Labels for object points:
---

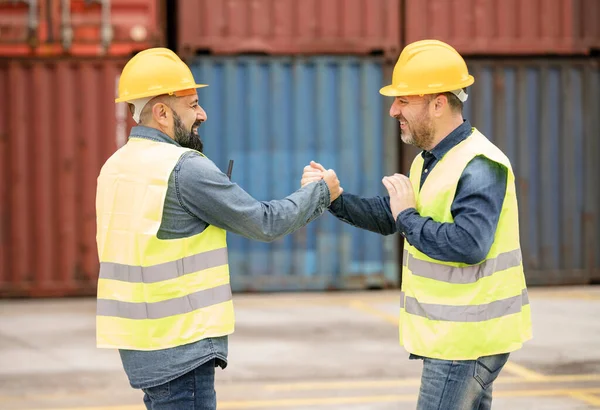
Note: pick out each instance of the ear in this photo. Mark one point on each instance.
(160, 113)
(440, 103)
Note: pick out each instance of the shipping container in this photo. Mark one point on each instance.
(487, 27)
(58, 124)
(288, 26)
(272, 115)
(113, 27)
(544, 114)
(21, 27)
(80, 27)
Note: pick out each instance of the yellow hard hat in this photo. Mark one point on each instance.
(153, 72)
(428, 67)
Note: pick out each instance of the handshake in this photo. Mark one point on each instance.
(315, 172)
(399, 187)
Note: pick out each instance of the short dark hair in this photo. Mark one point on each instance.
(147, 110)
(455, 104)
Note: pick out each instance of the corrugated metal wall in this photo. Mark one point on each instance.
(272, 116)
(79, 27)
(289, 26)
(544, 114)
(511, 27)
(58, 124)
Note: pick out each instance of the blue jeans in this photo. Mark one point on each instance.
(459, 384)
(194, 390)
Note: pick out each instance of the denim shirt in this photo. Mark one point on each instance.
(475, 209)
(198, 195)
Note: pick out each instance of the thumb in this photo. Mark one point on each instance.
(317, 165)
(389, 186)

---

## Exercise task
Copy out, word for word, the part of the items that opens with the line containing "Note: pick out each instance of the blue" and runs through the end of the items, including both ends.

## Answer to the problem
Note: pick out each instance of the blue jeans in this photo. Mark one point on each instance.
(459, 384)
(194, 390)
Note: pick out each instance of the denim shirt in this photo. Mark one point on each instance.
(475, 209)
(198, 195)
Note: pick out each instance of the thumb in this photo. Mark one point on each instance.
(317, 165)
(389, 186)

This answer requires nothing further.